*Selected extract*:
——————————
Among animals the best known forms are the dinoflagellates; Noctiluca; hydroids; jelly-fish; ctenophores; sea pens; Chætopterus and other marine worms; earthworms; brittle stars; various crustaceans; myriapods; fireflies and glowworms, the larvæ of fireflies; Pholas dactylus and Phyllirrhoë bucephala, both molluscs; squid; Pyrosoma, a colonial ascidian; and fishes.

Luminous animals are all either marine or terrestrial forms. No examples of fresh water luminous organisms are known. Of marine forms, the great majority are deep sea animals, and it is among these that the development of true luminous organs of a complicated nature is most pronounced. Many of the luminous marine animals are to be found in the plankton, while the littoral luminous forms are in the minority. Some members of all the above groups are found at one or another of our marine labora

tories with the possible exception of Pholas, Phyllirrhoë and squid. Although earthworms and myriapods which produce light are found in the United States, they are rather rare and seldom observed forms.

Not only adult forms but the embryos and even the eggs of some animals are luminous. The egg of Lampyris emits light within the ovary and freshly laid eggs are quite luminous. The light does not come from luminous material of the luminous organ adhering to the egg when it is laid but from within the egg itself. Pyrophorus eggs are also luminous. The segmentation stages of Ctenophores are luminous on stimulation, as noted by Allman (1862), Agassiz (1874) and Peters (1905), but the eggs themselves do not luminesce. Schizopod larvæ (Trojan, 1907), Copepod nauplii (Giesbrecht, 1895), Chætopterus larvæ (Enders, 1909), and brittle star plutei (Mangold, 1907) also produce light.

Apparently there is no rhyme or reason in the distribution of luminescence throughout the plant or animal kingdom. It is as if the various groups had been written on a blackboard and a handful of sand cast over the names. Where each grain of sand strikes, a luminous species appears. The Cœlenterates have received most sand. Luminescence is more widespread in this phylum and more characteristic of the group as a whole than any other. Among the arthropods luminous forms crop up here and there in widely unrelated groups. In the mollusks, excluding the cephalopods, only two luminous species are known. Several phyla contain no luminous forms whatever. It is an extraordinary fact that one species in a genus may be luminous and another closely allied species contain no trace of luminosity. There seems to have been

no development of luminosity along direct evolutionary lines, although a more or less definite series of gradations with increasing structural complexity may be traced out among the forms with highly developed luminous organs.
——————————
*Given information*:
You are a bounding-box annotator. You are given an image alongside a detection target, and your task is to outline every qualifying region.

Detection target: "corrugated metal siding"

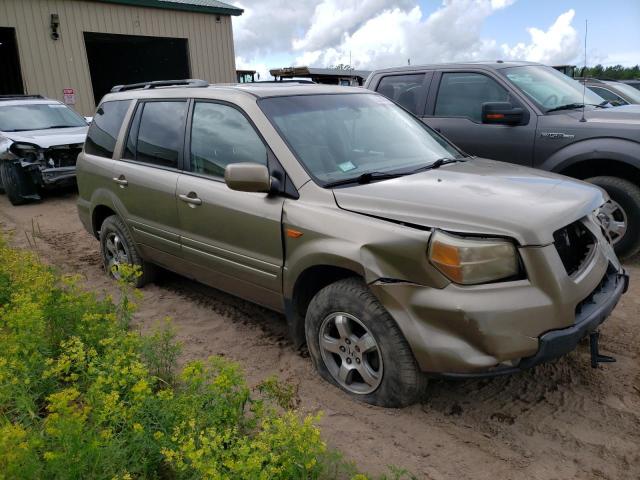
——————————
*To do*:
1. From the passage on luminous animals, return everything from "no development of" down to "developed luminous organs.", copied word for word.
2. Answer these questions from the passage on luminous animals:
(a) How many examples of fresh water luminous organisms are known?
(b) Which group has received the most "sand," with luminescence more widespread in it than in any other phylum?
(c) Excluding the cephalopods, how many luminous species of mollusks are known?

*Results in order*:
1.
no development of luminosity along direct evolutionary lines, although a more or less definite series of gradations with increasing structural complexity may be traced out among the forms with highly developed luminous organs.

2.
(a) None.
(b) The Cœlenterates.
(c) Two.